Job 1: In the discussion of distributed scan planning, what query parameter is proposed to distinguish the first and third cases?
Job 2: Proceed with the discussion of distributed scan planning, starting after its final sentence.

Excerpt provided:
┌──

But overall I think we are in agreement with the general direction. A few
detail discussions:
Distinguish planning using shard or not
Maybe we should add a query parameter like distributed=true to distinguish your
first and third case, since they are now sharing the same signature. If the
requester wants to use distributed planning, then some sharding strategy is
provided as a response for the requester to send more detailed requests.
Necessity of scan ID
In this approach, is scan ID still required? Because the shard payload already
fully describes the information to retrieve, it seems like we can just drop the
scan-id query parameter in the second case. Seems like it's kept for the case
if we still want to persist some state, but it seems like we can make a
stateless style fully working.

└──

Given data:
┌──

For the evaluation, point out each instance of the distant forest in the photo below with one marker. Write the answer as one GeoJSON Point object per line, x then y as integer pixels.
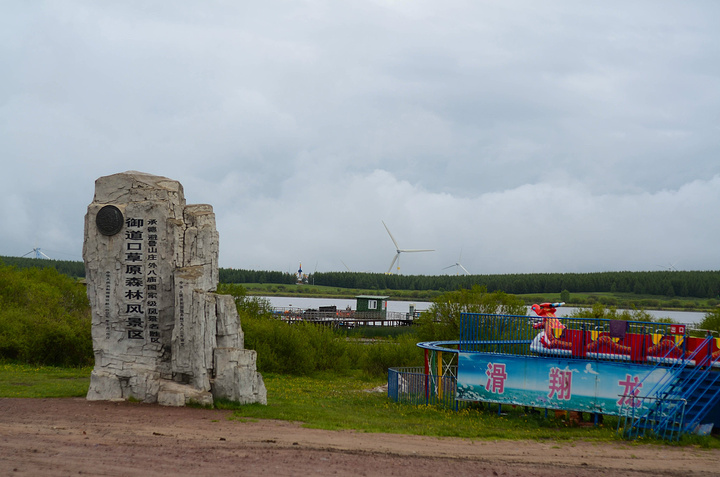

└──

Exercise response 1: A parameter such as distributed=true.

Exercise response 2:
Shape of shard payload
What do you think is necessary information of the shard payload? It seems like
we need at least the location of the manifests, plus the delete manifests or
delete files associated with the manifests. I like the idea of making it a
"shard task" that is similar to a file scan task, and it might allow us to
return a mixture of both types of tasks, so we can have better control of the
response size.
-Jack
On Wed, Dec 13, 2023 at 3:50 PM Ryan Blue
<[email protected]<mailto:[email protected]>> wrote:
I just changed it to POST after looking into support for the QUERY method. It's
a new HTTP method for cases like this where you don't want to pass everything
through query params. Here's the QUERY method
RFC<https://www.ietf.org/archive/id/draft-ietf-httpbis-safe-method-w-body-02.html>,
but I guess it isn't finalized yet?
Just read them like you would a POST request that doesn't actually create
anything.
On Wed, Dec 13, 2023 at 3:45 PM Jack Ye
<[email protected]<mailto:[email protected]>> wrote:
Thanks, the Gist explains a lot of things. This is actually very close to our
way of implementing the shard ID, we were defining the shard ID as a string,
and the string content is actually something similar to the information of the
JSON payload you showed, so we can persist minimum information in storage.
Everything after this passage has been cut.